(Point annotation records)
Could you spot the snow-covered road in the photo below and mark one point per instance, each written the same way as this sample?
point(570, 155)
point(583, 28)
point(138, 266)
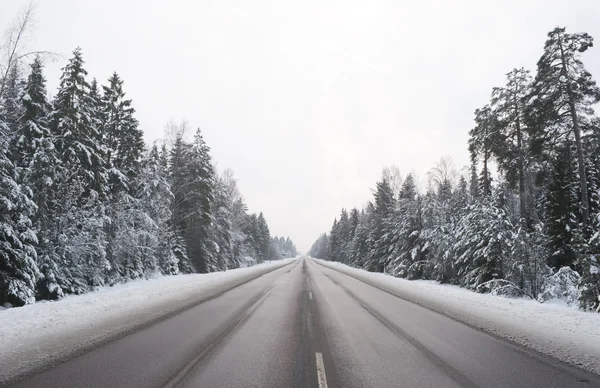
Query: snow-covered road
point(559, 331)
point(307, 325)
point(40, 334)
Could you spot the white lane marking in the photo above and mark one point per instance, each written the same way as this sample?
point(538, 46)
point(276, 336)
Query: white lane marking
point(321, 371)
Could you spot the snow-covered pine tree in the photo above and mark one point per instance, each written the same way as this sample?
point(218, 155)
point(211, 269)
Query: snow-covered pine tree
point(39, 168)
point(79, 239)
point(481, 144)
point(560, 106)
point(18, 269)
point(512, 146)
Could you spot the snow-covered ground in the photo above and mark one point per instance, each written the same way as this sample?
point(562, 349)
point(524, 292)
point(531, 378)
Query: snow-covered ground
point(42, 333)
point(551, 328)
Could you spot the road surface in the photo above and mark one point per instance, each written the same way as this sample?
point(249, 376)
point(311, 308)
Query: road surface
point(305, 325)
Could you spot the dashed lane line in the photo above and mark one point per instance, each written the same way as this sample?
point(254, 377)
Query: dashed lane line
point(321, 371)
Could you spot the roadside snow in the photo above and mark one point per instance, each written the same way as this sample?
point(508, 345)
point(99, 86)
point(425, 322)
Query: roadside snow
point(551, 328)
point(37, 335)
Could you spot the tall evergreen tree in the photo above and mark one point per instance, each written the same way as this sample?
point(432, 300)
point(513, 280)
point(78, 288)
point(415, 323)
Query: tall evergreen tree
point(512, 147)
point(562, 97)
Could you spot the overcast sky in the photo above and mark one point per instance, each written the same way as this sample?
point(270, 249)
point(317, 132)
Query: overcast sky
point(306, 101)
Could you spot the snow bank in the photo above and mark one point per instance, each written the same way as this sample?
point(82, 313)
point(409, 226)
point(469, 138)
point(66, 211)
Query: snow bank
point(551, 328)
point(37, 335)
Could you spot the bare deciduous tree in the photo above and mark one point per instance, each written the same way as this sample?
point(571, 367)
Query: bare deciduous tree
point(13, 48)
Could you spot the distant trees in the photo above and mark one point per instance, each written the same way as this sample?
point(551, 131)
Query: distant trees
point(522, 233)
point(85, 203)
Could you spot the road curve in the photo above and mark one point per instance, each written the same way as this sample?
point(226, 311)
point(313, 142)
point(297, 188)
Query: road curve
point(306, 325)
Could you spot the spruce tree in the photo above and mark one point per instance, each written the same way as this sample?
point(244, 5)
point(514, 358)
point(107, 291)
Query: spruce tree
point(18, 269)
point(562, 97)
point(512, 147)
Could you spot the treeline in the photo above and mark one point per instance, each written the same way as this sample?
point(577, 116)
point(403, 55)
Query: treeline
point(84, 203)
point(533, 231)
point(284, 247)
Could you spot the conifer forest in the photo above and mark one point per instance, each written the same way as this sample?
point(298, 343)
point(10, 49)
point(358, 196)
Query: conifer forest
point(85, 202)
point(524, 220)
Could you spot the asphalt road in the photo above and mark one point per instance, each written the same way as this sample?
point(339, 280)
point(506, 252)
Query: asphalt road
point(302, 326)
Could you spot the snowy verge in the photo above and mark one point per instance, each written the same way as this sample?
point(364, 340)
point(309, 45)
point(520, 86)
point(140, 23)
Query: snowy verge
point(554, 329)
point(39, 335)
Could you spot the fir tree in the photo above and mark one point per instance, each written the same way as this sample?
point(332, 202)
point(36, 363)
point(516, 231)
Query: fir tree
point(561, 99)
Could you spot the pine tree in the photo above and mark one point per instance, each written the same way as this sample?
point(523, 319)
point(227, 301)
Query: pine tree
point(79, 221)
point(483, 138)
point(76, 132)
point(561, 204)
point(511, 148)
point(36, 158)
point(562, 96)
point(18, 270)
point(121, 133)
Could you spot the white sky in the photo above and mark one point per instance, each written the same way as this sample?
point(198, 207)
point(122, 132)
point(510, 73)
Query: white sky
point(308, 100)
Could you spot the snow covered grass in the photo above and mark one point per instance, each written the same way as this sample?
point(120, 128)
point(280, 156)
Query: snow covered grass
point(37, 335)
point(551, 328)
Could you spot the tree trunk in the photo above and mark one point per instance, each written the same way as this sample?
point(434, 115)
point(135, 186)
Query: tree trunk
point(522, 204)
point(585, 210)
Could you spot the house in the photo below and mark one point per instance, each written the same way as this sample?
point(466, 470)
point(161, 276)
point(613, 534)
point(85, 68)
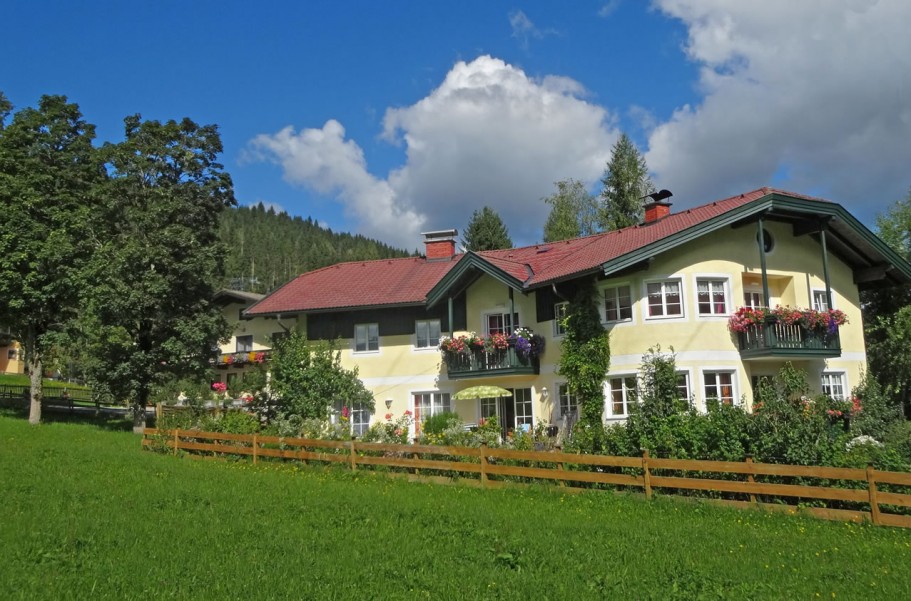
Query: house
point(675, 281)
point(12, 359)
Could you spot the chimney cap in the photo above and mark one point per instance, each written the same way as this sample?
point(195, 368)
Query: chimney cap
point(440, 234)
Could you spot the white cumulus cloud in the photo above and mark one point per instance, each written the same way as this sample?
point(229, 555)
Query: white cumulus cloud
point(488, 135)
point(813, 96)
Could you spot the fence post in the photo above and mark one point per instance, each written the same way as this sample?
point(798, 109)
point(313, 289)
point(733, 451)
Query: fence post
point(871, 489)
point(646, 475)
point(560, 466)
point(750, 478)
point(483, 452)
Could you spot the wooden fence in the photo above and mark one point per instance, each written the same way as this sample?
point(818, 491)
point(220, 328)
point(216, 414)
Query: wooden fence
point(763, 484)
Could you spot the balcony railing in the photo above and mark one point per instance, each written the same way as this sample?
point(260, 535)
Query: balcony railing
point(479, 363)
point(242, 358)
point(787, 340)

TASK OBJECTIVE –
Pictures are to be left out; repeat all the remaining data exactly.

TASK ANSWER –
Could you spot the snow-covered road in the photo below and mark one point per instance, each written the same way as this sample?
point(570, 155)
point(583, 28)
point(138, 266)
Query: snow-covered road
point(559, 331)
point(307, 325)
point(40, 334)
Could you spot the white lane marking in the photo above and mark one point per instance, each written the same way as this sample?
point(538, 46)
point(276, 336)
Query: white lane marking
point(321, 371)
Could you spot the snow-covered pine tree in the photo above and mark one point per instance, each written the same way as this sample?
point(218, 155)
point(211, 269)
Query: snow-covered pine tree
point(39, 168)
point(79, 239)
point(481, 144)
point(560, 106)
point(18, 269)
point(512, 146)
Could you spot the snow-covered ground in the photo above and mark one point per instance, each written the same way as this sample?
point(562, 349)
point(524, 292)
point(531, 378)
Query: snow-covered ground
point(42, 333)
point(551, 328)
Could you spot the road surface in the photo above and mark one point per instance, each written the same way as this sample?
point(249, 376)
point(311, 308)
Query: road surface
point(305, 325)
Could you spot the dashed lane line in the photo above and mark one point per instance, each written the same way as this sample?
point(254, 377)
Query: dashed lane line
point(321, 371)
Could you spot the roadside snow in the photo above and mark one point per instance, each written the same way as this sample?
point(508, 345)
point(99, 86)
point(425, 322)
Query: roadside snow
point(551, 328)
point(37, 335)
Could you spot the tall evergreen tree in the photo above and mark one point per instance, each written the same way as this sample?
point(432, 300)
point(513, 280)
point(78, 288)
point(415, 323)
Query: tall evergreen tree
point(512, 147)
point(562, 97)
Could you spot the overcast sky in the photo above and mark one point per instance, each written the same way as this sample?
point(270, 249)
point(317, 132)
Query: overcast sky
point(306, 101)
Could you spot the snow bank in the photo above and mark one point per instance, each written the same way as this sample?
point(82, 313)
point(409, 226)
point(469, 138)
point(66, 211)
Query: snow bank
point(551, 328)
point(37, 335)
Could you spot the bare deciduous tree in the photo above and mark one point per instance, each written the same way as this sample?
point(571, 367)
Query: bare deciduous tree
point(13, 48)
Could you spot the distant trees in the photo above and mark one point per instance, each written the same way as this sample?
point(551, 131)
Query: distant trees
point(522, 233)
point(85, 203)
Could you spot the road curve in the photo above and mark one point per instance, each written the same way as this sample?
point(226, 311)
point(313, 142)
point(297, 188)
Query: road curve
point(306, 325)
Could you spot the spruce tree in the photo above and mark one point per instance, each written the same way as this sample?
point(244, 5)
point(514, 358)
point(107, 291)
Query: spruce tree
point(18, 269)
point(562, 97)
point(512, 147)
Could you spot the treeline in the photo above and mark one point per instance, each written the same way as this sample?
point(577, 116)
point(403, 55)
Query: treeline
point(84, 203)
point(533, 231)
point(284, 247)
Could you spot the conifer forest in the photo above and mark one point per instance, each written the same way as this sample?
point(298, 343)
point(10, 49)
point(358, 196)
Query: conifer forest
point(85, 202)
point(524, 220)
Could you spot the asphalt road in the photo above and mark one point per instance, each written the same way as this sample?
point(339, 280)
point(506, 252)
Query: asphalt road
point(302, 326)
Could you spot the snowy verge in the photo above and mark one point per instance, each written the same way as this sample?
point(364, 340)
point(309, 45)
point(520, 86)
point(140, 23)
Query: snowy verge
point(554, 329)
point(39, 335)
Could you spot the fir tree in the photo above and mark one point per instance, each written the same way as this sample?
point(332, 202)
point(36, 363)
point(516, 231)
Query: fir tree
point(561, 99)
Could you spot the pine tree in the photo above and mark one point per instance, each written the same way as this sample?
point(523, 319)
point(227, 301)
Query: pine tree
point(79, 221)
point(483, 138)
point(76, 132)
point(561, 204)
point(511, 148)
point(36, 158)
point(562, 96)
point(18, 270)
point(121, 133)
Could you spot the white sky in the photo above and mark one point per instance, each written the same way as this sample?
point(198, 207)
point(122, 132)
point(510, 73)
Query: white sky
point(308, 100)
Could you spot the snow covered grass in the photo above and mark one point per instance, each written the same way as this sample?
point(120, 128)
point(280, 156)
Query: snow covered grass
point(37, 335)
point(551, 328)
Could you spot the tree trunk in the photo above and mark one point per instance, each written the same way as this sample?
point(434, 115)
point(135, 186)
Query: tree trunk
point(522, 204)
point(585, 210)
Could you spot the house in the photo below and mark one point per instance, each written the same way as this sample?
point(466, 470)
point(161, 276)
point(613, 534)
point(85, 68)
Query: house
point(675, 281)
point(12, 359)
Could you spot the chimney cap in the photo above and mark one point per instance, each written the same way as this sample?
point(195, 368)
Query: chimney cap
point(440, 234)
Could you spot the white cumulus cloud in the photo above and mark one point per instance, each written the same way as this sample?
point(229, 555)
Query: white cumulus cloud
point(488, 135)
point(813, 96)
Could you spot the fence post in the photo above and mark one point per instance, each written the same way as this sample?
point(798, 109)
point(313, 289)
point(733, 451)
Query: fence post
point(871, 489)
point(646, 475)
point(560, 466)
point(750, 478)
point(483, 452)
Could you spot the wooden fence in the photo above and mark one point per instance, each written the same way as this sample?
point(818, 491)
point(220, 328)
point(216, 414)
Query: wooden fence
point(763, 484)
Could you spot the balcony railing in the photo above and mark one point per instance, each written the same way as this sample?
point(260, 535)
Query: balcony railing
point(479, 363)
point(242, 358)
point(787, 340)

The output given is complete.